--- Data excerpts ---
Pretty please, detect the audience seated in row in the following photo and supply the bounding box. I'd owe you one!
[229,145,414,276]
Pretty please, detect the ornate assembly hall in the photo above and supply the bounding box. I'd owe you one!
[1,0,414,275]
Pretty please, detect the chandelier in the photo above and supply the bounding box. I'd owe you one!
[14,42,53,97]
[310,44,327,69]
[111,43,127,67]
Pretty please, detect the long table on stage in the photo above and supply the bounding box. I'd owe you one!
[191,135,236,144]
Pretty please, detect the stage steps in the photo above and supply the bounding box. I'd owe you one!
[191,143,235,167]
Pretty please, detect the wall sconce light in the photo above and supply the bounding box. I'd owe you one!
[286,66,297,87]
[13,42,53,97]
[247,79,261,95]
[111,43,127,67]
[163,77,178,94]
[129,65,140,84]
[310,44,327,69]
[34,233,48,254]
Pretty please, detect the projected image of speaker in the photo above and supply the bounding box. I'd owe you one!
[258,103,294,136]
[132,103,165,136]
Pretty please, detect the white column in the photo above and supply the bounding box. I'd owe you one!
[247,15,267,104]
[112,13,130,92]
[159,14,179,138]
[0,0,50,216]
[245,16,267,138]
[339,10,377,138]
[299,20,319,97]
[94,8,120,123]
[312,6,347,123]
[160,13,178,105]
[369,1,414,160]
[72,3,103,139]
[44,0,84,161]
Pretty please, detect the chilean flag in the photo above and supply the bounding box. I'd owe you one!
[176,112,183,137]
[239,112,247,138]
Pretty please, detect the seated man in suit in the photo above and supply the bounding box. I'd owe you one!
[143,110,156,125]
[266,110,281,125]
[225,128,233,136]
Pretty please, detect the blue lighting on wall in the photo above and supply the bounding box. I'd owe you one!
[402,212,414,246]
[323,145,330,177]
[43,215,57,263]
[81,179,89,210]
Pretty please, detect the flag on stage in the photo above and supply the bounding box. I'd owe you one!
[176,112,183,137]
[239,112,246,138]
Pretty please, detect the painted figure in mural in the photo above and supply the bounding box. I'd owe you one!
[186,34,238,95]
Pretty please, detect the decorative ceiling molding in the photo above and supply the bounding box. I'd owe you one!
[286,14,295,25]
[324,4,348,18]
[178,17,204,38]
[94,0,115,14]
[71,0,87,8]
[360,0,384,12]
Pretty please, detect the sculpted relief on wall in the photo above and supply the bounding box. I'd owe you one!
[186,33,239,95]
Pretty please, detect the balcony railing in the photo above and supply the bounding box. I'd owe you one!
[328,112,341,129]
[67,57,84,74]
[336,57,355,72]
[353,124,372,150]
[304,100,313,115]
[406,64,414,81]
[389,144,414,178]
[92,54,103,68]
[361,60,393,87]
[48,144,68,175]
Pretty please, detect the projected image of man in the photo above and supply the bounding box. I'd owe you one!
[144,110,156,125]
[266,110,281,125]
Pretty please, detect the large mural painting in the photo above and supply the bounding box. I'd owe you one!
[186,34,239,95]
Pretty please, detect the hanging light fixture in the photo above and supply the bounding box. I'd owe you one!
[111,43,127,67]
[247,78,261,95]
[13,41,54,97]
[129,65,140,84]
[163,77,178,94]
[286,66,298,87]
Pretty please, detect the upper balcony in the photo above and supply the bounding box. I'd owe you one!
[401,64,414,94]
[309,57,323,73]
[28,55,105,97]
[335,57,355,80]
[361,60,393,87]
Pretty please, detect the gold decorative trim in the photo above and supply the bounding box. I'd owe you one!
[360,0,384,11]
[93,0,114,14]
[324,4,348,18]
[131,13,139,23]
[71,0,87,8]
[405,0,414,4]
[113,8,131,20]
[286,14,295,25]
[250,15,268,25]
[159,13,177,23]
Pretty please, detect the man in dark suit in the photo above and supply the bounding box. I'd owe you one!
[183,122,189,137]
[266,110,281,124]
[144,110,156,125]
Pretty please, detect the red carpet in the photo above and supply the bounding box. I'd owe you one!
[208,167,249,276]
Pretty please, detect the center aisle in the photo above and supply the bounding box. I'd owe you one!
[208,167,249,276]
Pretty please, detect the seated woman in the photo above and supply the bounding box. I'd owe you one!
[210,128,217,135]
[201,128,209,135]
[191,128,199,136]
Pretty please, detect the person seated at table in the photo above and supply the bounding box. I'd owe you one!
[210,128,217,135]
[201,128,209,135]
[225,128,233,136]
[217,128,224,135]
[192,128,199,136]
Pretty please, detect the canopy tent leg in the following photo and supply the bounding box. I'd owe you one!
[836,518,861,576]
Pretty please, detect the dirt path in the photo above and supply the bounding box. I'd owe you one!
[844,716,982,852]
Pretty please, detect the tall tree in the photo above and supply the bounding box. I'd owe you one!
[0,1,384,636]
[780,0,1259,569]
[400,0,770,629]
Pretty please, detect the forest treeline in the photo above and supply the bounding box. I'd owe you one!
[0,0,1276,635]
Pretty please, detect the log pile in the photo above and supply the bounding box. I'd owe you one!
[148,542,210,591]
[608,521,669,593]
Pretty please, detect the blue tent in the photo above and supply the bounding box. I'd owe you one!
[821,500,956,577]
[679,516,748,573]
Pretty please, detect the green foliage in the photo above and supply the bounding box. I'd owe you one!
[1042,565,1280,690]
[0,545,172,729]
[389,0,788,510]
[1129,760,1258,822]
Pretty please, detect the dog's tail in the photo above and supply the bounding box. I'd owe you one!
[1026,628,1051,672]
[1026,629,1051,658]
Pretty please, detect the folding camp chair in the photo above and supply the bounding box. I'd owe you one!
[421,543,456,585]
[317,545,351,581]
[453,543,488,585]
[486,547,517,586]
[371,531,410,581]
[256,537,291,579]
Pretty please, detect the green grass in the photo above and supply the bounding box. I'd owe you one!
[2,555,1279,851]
---
→ **Brief**
Your answer should hold only the lines from the one with "Pretty please, detect the dirt" through the end of the listing above, both ends included, written out exactly.

→ **Answer area**
Pretty please, detect the dirt path in the photo above and supply the bounding box. I'd owe you one!
[844,716,982,852]
Pretty please, detect the tall tree in the photo above and supply the bounding box. I'd owe you one!
[0,1,384,636]
[780,0,1259,569]
[400,0,770,629]
Pretty please, detect the forest treeline in the photo above and supply the bounding box. I'd owe you one!
[0,0,1276,635]
Pretty please, detect the log pile in the photo above and supply the bounding box. I'd owe you one!
[148,542,210,591]
[608,521,669,593]
Pretty please, detect the blue tent in the photo above and supply the bounding box. I'd owe you one!
[821,500,956,577]
[679,516,748,573]
Pretty please, detect the green foliage in the photo above and supply the bounding box. I'd owe you one!
[1042,565,1280,690]
[0,545,172,729]
[389,0,788,510]
[1129,760,1258,822]
Pretty please, detect the dog's tail in the photo above and supply the bounding box. I'd owe you one!
[1026,628,1051,672]
[1026,629,1051,658]
Pretty please, detect the folding camp chair in the photo above and supply the bounding box. I'd owe you one!
[421,543,456,585]
[317,545,351,581]
[453,543,488,585]
[486,547,517,586]
[371,531,410,581]
[256,537,291,579]
Pretty please, detect the green grass in the photo above and supply the bounding box. I'd owe you one!
[2,555,1279,851]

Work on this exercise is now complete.